* _Brief_
Reproduce, character for character, everything in the entries below from the line containing "the green grass." down to the line containing "120), (18, 165)]", both of those lines included.

* _Data for the task_

'''

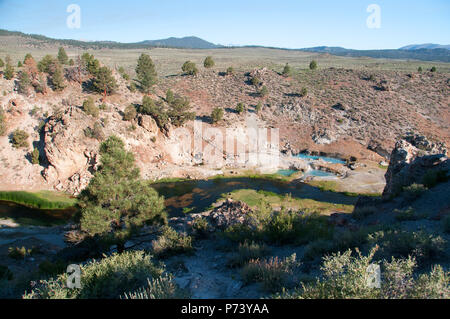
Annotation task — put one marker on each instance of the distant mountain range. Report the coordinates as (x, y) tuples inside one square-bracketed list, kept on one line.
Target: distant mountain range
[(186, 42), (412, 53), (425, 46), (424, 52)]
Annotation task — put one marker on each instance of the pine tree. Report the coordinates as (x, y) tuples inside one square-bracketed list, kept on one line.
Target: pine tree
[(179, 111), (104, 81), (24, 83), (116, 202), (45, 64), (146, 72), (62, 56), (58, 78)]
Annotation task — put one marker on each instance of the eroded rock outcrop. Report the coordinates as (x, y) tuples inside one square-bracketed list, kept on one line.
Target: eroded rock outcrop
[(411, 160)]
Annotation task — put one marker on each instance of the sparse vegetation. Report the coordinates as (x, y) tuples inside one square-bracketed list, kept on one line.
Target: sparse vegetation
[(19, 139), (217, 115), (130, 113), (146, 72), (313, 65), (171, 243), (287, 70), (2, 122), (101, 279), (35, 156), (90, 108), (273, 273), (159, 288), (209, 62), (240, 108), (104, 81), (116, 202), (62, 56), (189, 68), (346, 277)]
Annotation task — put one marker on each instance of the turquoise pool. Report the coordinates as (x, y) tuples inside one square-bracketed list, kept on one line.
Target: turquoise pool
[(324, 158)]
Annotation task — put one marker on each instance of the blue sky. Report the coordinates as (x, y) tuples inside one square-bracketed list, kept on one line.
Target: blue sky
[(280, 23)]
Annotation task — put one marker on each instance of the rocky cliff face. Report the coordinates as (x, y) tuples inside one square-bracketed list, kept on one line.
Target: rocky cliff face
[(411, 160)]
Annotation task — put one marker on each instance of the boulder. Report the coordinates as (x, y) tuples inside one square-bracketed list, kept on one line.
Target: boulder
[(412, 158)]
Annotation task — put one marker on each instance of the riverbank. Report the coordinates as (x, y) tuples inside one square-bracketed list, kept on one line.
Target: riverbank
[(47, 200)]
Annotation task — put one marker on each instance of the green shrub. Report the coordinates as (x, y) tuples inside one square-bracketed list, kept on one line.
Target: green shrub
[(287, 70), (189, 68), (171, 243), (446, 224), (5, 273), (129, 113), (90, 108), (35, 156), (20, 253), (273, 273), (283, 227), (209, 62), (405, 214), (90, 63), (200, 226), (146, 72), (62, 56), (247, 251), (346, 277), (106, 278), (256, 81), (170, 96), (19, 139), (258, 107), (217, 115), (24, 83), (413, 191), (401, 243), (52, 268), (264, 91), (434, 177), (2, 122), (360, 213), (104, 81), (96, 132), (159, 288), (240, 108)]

'''
'''

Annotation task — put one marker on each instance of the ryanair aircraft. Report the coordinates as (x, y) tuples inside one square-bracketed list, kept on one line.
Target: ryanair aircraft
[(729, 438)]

'''
'''

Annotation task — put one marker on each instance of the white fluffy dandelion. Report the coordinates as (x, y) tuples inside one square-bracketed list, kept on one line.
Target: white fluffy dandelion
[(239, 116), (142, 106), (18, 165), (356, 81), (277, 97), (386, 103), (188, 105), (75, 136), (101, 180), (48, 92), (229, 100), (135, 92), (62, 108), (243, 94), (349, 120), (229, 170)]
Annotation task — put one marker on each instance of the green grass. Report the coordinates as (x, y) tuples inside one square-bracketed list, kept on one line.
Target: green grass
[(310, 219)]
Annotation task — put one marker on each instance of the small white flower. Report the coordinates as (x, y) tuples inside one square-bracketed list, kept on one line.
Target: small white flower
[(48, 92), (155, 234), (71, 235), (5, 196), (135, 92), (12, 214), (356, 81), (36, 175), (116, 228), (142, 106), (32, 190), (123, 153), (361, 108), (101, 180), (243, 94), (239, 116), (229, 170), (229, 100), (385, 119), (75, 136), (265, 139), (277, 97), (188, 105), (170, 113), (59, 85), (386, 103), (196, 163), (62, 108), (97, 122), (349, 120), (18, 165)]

'''

* _The completed task_
Annotation task — put one marker on each instance of the green grass. Report the coordinates as (x, y) tuples inside one square-bracketed list, kept on one line.
Target: green grass
[(310, 219)]
Annotation task — put one marker on each instance of the small white flower. Report the coordinates as (x, y) tuples inside one square-bracketed list, kept on one line.
Target: small white flower
[(48, 92), (155, 234), (71, 235), (5, 196), (135, 92), (12, 214), (356, 81), (36, 175), (116, 228), (142, 106), (32, 190), (123, 153), (361, 108), (101, 180), (243, 94), (239, 116), (229, 170), (229, 100), (385, 119), (75, 136), (265, 139), (277, 97), (188, 105), (170, 113), (59, 85), (386, 103), (196, 163), (62, 108), (97, 122), (349, 120), (18, 165)]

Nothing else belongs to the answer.